--- Entries provided Enclosed Below ---

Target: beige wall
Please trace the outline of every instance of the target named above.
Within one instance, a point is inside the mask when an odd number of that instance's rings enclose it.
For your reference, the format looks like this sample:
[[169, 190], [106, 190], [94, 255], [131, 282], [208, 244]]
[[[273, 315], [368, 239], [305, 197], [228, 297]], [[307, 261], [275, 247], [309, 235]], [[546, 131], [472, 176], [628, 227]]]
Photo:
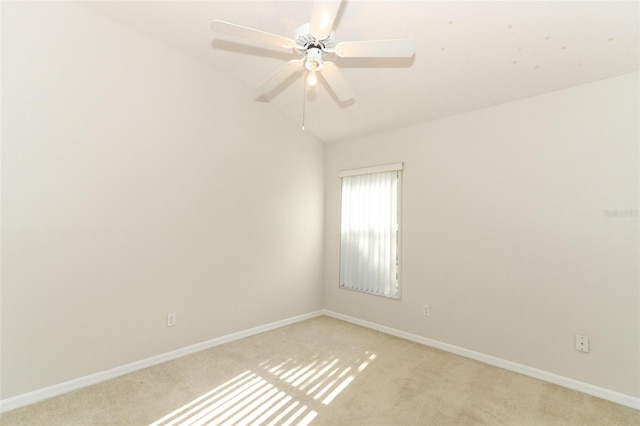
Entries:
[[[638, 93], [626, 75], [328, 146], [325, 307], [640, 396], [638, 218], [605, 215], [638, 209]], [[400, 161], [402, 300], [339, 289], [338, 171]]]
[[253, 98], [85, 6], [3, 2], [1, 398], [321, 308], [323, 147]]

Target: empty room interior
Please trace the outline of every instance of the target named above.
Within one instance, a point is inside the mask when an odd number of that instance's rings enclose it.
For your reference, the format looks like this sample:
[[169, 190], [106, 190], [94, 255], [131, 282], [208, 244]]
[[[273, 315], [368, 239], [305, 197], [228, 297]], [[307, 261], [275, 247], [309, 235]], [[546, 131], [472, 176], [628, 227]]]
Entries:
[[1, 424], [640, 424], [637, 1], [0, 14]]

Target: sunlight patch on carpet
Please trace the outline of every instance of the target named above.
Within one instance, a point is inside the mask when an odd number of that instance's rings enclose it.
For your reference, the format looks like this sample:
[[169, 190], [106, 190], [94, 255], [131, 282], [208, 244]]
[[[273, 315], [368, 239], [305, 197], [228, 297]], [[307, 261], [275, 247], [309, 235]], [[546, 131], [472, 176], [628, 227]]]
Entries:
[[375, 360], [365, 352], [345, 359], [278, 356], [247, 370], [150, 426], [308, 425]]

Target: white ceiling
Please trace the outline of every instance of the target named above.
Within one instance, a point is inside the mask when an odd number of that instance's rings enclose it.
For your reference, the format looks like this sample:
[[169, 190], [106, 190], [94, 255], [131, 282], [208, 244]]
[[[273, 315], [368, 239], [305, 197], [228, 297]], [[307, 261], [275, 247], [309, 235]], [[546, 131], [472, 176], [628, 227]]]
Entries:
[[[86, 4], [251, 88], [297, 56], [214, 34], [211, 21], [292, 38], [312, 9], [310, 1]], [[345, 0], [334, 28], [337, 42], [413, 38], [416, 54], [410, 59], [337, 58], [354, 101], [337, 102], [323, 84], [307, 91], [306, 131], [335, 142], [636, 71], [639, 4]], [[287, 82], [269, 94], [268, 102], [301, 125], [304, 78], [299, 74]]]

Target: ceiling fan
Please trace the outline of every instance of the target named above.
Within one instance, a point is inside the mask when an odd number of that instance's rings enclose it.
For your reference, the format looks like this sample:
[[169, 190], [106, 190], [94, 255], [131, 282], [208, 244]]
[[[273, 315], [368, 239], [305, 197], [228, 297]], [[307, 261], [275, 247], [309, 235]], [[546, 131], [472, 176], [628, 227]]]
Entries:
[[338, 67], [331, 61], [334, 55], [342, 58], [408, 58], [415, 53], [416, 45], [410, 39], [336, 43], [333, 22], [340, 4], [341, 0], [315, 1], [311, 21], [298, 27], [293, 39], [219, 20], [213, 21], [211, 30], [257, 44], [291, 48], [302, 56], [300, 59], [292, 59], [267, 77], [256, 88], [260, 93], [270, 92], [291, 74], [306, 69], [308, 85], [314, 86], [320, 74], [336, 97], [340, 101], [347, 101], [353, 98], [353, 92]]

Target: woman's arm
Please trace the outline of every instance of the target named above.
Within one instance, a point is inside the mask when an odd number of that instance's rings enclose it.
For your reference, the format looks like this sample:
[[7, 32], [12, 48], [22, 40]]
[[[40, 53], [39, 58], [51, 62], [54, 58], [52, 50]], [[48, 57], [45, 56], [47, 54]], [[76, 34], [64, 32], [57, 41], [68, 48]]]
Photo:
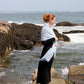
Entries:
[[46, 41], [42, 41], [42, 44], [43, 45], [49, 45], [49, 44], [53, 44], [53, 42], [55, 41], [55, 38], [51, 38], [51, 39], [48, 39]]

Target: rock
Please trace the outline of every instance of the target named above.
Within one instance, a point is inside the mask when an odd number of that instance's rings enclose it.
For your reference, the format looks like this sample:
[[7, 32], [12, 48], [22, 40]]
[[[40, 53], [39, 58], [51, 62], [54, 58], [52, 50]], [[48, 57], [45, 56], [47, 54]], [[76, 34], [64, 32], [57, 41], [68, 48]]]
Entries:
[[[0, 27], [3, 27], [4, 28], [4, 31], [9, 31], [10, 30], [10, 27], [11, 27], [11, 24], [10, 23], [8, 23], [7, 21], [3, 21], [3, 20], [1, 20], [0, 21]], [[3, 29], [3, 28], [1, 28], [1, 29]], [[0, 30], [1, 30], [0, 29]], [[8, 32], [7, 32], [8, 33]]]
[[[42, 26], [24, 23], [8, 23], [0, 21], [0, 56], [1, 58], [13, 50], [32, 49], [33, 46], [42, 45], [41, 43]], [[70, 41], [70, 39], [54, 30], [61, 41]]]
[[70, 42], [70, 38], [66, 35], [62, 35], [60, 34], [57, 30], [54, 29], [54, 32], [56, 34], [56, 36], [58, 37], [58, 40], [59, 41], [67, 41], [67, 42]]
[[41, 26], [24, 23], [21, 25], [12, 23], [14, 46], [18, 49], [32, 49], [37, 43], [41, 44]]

--- End of Enclosed Entries provided ---

> **Exercise aim**:
Each record should be written out exactly, and each image should be omitted.

> **Exercise result**:
Target: beige wall
Please trace the outline of every instance of the target named above.
Within one instance, a point is inside the mask when an odd number of that instance's rings enclose it.
For your reference, the format looks like this sample:
[[169, 190], [106, 190], [94, 255], [131, 282], [208, 244]]
[[[273, 315], [368, 239], [305, 197], [228, 297]], [[307, 261], [275, 247], [309, 235]], [[546, 131], [472, 176], [628, 227]]]
Photo:
Entries:
[[[638, 93], [626, 75], [328, 146], [325, 307], [640, 396], [638, 218], [605, 215], [638, 209]], [[400, 161], [402, 300], [339, 289], [338, 171]]]
[[253, 98], [85, 6], [3, 2], [1, 398], [321, 308], [323, 147]]

Target: empty room interior
Please trace the outline of every instance of the target named above.
Within one instance, a point is inside the mask when an odd number of that instance's rings enclose it.
For your reference, the format looks like this sample:
[[169, 190], [106, 190], [94, 255], [131, 282], [208, 244]]
[[[273, 315], [368, 239], [305, 197], [228, 297]], [[307, 261], [275, 247], [309, 235]], [[546, 131], [472, 176], [628, 227]]]
Entries:
[[1, 424], [640, 424], [637, 1], [0, 14]]

Target: sunlight patch on carpet
Please trace the outline of every instance of the target named above.
Within one instance, a point is inside the mask when an odd number of that instance's rings enclose it.
For your reference, the format looks like this sample:
[[169, 190], [106, 190], [94, 255], [131, 282], [208, 244]]
[[[273, 315], [368, 239], [305, 197], [228, 297]], [[307, 261], [275, 247], [309, 235]], [[546, 131], [472, 176], [628, 227]]]
Entries:
[[375, 360], [365, 352], [345, 359], [278, 356], [247, 370], [150, 426], [308, 425]]

Target: white ceiling
Please trace the outline of every instance of the target named above.
Within one instance, a point is inside the mask when an odd number of that instance's rings enclose it.
For your reference, the format looks like this sample:
[[169, 190], [106, 190], [94, 255], [131, 282], [208, 244]]
[[[273, 315], [368, 239], [305, 197], [228, 297]], [[307, 261], [275, 247], [309, 235]], [[546, 131], [472, 176], [628, 227]]]
Entries:
[[[86, 4], [251, 88], [297, 56], [214, 34], [211, 21], [292, 38], [312, 9], [310, 1]], [[345, 0], [334, 28], [337, 42], [413, 38], [416, 54], [410, 59], [337, 58], [354, 101], [337, 102], [323, 84], [307, 91], [306, 131], [335, 142], [636, 71], [639, 4]], [[287, 82], [269, 94], [268, 102], [301, 125], [304, 78], [299, 74]]]

Target: ceiling fan
Please trace the outline of every instance of the target named above.
Within one instance, a point is inside the mask when an odd number of that instance's rings enclose it.
For your reference, the format looks like this sample:
[[169, 190], [106, 190], [94, 255], [131, 282], [208, 244]]
[[[273, 315], [368, 239], [305, 197], [228, 297]], [[307, 261], [275, 247], [309, 235]], [[546, 131], [472, 176], [628, 227]]]
Entries:
[[338, 67], [331, 61], [334, 55], [342, 58], [408, 58], [415, 53], [416, 45], [410, 39], [336, 43], [333, 22], [340, 4], [341, 0], [315, 1], [311, 21], [298, 27], [293, 39], [219, 20], [213, 21], [211, 30], [257, 44], [291, 48], [302, 56], [300, 59], [292, 59], [267, 77], [256, 88], [260, 93], [270, 92], [291, 74], [306, 69], [308, 85], [314, 86], [320, 74], [336, 97], [340, 101], [347, 101], [353, 98], [353, 92]]

Target: woman's arm
Please trace the outline of every instance of the target named above.
Within one instance, a point is inside the mask when an odd number of that instance's rings enclose it.
For your reference, the format looks like this sample:
[[7, 32], [12, 48], [22, 40]]
[[[40, 53], [39, 58], [51, 62], [54, 58], [52, 50]], [[48, 57], [45, 56], [47, 54]], [[76, 34], [64, 32], [57, 41], [68, 48]]]
Photo:
Entries:
[[46, 41], [42, 41], [42, 44], [43, 45], [49, 45], [49, 44], [53, 44], [53, 42], [55, 41], [55, 38], [51, 38], [51, 39], [48, 39]]

Target: rock
Please trace the outline of every instance of the target named above.
Within one instance, a point is inside the mask when an odd number of that instance's rings enclose it.
For your reference, the format looks like this sample:
[[7, 32], [12, 48], [22, 40]]
[[[40, 53], [39, 58], [51, 62], [54, 58], [52, 50]], [[48, 57], [45, 56], [47, 54]], [[76, 34], [64, 32], [57, 41], [68, 48]]]
Entries:
[[[0, 27], [3, 27], [4, 28], [4, 31], [9, 31], [10, 30], [10, 27], [11, 27], [11, 24], [10, 23], [8, 23], [7, 21], [3, 21], [3, 20], [1, 20], [0, 21]], [[3, 29], [3, 28], [1, 28], [1, 29]], [[0, 30], [1, 30], [0, 29]], [[8, 32], [7, 32], [8, 33]]]
[[[42, 26], [24, 23], [8, 23], [0, 21], [0, 56], [1, 58], [13, 50], [32, 49], [33, 46], [42, 45], [41, 43]], [[70, 41], [70, 39], [54, 30], [61, 41]]]
[[70, 42], [70, 38], [66, 35], [62, 35], [60, 34], [57, 30], [54, 29], [54, 32], [56, 34], [56, 36], [58, 37], [58, 40], [59, 41], [67, 41], [67, 42]]
[[41, 26], [24, 23], [21, 25], [12, 23], [14, 46], [18, 49], [32, 49], [37, 43], [41, 44]]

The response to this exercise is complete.